▸ Exercise directions: Copy every entry exactly.
____________
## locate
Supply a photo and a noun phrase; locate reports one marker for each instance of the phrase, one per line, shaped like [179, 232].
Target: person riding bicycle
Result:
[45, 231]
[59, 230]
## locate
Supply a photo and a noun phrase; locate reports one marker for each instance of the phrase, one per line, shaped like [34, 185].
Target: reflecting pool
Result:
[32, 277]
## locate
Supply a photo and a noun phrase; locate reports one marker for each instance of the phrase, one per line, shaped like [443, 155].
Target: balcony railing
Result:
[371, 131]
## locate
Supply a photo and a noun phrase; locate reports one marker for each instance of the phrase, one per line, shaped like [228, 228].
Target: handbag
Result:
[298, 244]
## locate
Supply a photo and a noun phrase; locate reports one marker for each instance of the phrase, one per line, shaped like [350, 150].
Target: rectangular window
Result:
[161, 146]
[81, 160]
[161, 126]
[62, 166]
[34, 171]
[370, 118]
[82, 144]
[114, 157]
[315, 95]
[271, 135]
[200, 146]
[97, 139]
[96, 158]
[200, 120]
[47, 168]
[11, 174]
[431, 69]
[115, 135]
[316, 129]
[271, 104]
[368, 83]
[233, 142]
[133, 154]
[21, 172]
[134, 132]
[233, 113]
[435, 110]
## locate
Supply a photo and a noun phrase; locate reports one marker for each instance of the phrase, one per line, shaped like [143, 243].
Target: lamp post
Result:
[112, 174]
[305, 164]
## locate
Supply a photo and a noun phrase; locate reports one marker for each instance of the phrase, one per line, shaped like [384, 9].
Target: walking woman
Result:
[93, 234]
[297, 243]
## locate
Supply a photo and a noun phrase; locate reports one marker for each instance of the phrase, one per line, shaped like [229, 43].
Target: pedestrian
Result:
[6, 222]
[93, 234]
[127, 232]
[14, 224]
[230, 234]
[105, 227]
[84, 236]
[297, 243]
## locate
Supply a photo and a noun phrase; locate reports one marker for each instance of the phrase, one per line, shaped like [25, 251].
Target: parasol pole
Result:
____________
▸ Exercise solution:
## locate
Supply a photo and a noun phrase; locate reports one marker for each instance of the phrase, one per line, shaped like [179, 232].
Target: person riding bicycle
Result:
[45, 231]
[59, 230]
## locate
Supply a photo and a noun phrase; locate reports one marker for each instance of the phrase, one per line, shaped like [34, 185].
Target: reflecting pool
Result:
[32, 277]
## locate
Supply a photo and a noun phrase; locate reports one marker for each instance of the phrase, one per line, shaped like [443, 155].
Target: balcony railing
Result:
[371, 131]
## locate
Supply a photo and a noun phrase; locate reports one marker for each instance of the phrase, one per line, shaped like [228, 228].
Target: handbag
Result:
[298, 244]
## locate
Supply a photo and a noun phrase; locate reports one marker for each instance of the phrase, one per line, shaped like [350, 150].
Target: rectangular window
Result:
[161, 146]
[81, 160]
[161, 126]
[62, 166]
[34, 171]
[370, 118]
[82, 144]
[114, 157]
[315, 95]
[271, 135]
[200, 146]
[97, 139]
[96, 158]
[200, 120]
[47, 168]
[11, 174]
[431, 69]
[115, 135]
[316, 129]
[271, 104]
[368, 83]
[233, 142]
[133, 154]
[21, 172]
[134, 132]
[233, 113]
[435, 110]
## locate
Supply a photo and a noun phrase; locate reports one marker for each instance of the phrase, one per line, shaped like [143, 243].
Target: lamp post
Result:
[112, 174]
[305, 164]
## locate
Supply a photo and a noun phrase; locate reports one marker for each instance of the phrase, one per line, shaped like [384, 9].
Target: walking woman
Result:
[93, 234]
[297, 243]
## locate
Supply a photo and a noun phrase; locate reports one marker for each instance of the phrase, one per line, shaped like [229, 43].
Target: pedestrian
Result:
[6, 222]
[93, 234]
[127, 232]
[14, 224]
[230, 234]
[105, 227]
[84, 236]
[297, 243]
## locate
Supply a photo and a noun phrase; locate reports one marker for each instance of the phrase, one per line, shaped like [25, 251].
Target: parasol pole
Result:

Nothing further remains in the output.